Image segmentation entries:
####

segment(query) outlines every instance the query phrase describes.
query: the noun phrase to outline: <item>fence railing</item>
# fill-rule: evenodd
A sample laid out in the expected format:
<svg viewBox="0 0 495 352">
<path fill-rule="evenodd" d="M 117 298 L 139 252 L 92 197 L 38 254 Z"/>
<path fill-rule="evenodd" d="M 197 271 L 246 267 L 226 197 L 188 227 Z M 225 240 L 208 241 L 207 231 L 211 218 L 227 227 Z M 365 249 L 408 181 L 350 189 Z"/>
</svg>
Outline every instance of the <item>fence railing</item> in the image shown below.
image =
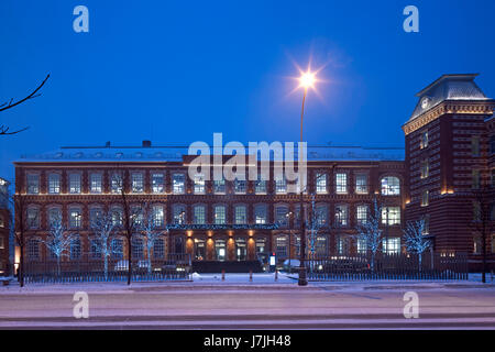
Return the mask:
<svg viewBox="0 0 495 352">
<path fill-rule="evenodd" d="M 468 279 L 468 255 L 371 254 L 311 257 L 306 262 L 310 280 Z"/>
<path fill-rule="evenodd" d="M 168 254 L 163 260 L 132 260 L 133 282 L 190 279 L 190 255 Z M 107 266 L 107 267 L 106 267 Z M 122 282 L 128 279 L 129 261 L 46 260 L 24 263 L 25 283 Z"/>
</svg>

####

_What is asked_
Update the lines above by changing every "fence railing" to "wooden fence" and leaving everything else the same. Omit the picture from your answer.

_Task output_
segment(query) outlines every instance the query phrase describes.
query: the noun phrase to outline: <item>wooden fence</item>
# fill-rule: evenodd
A sample laid out in the expected format:
<svg viewBox="0 0 495 352">
<path fill-rule="evenodd" d="M 117 298 L 139 252 L 92 197 L 38 254 Z"/>
<path fill-rule="evenodd" d="M 197 271 L 246 267 L 226 197 L 188 227 Z M 225 240 L 208 241 L 207 231 L 211 218 L 227 227 Z M 365 249 L 408 181 L 350 189 Z"/>
</svg>
Outline every instance of the <item>wooden fence</item> in the image shown below.
image =
Return the mask:
<svg viewBox="0 0 495 352">
<path fill-rule="evenodd" d="M 468 279 L 468 255 L 371 254 L 311 257 L 306 262 L 310 280 Z"/>
<path fill-rule="evenodd" d="M 168 254 L 163 260 L 132 260 L 133 282 L 190 279 L 190 255 Z M 107 266 L 107 267 L 106 267 Z M 122 282 L 128 279 L 129 261 L 46 260 L 24 263 L 25 283 Z"/>
</svg>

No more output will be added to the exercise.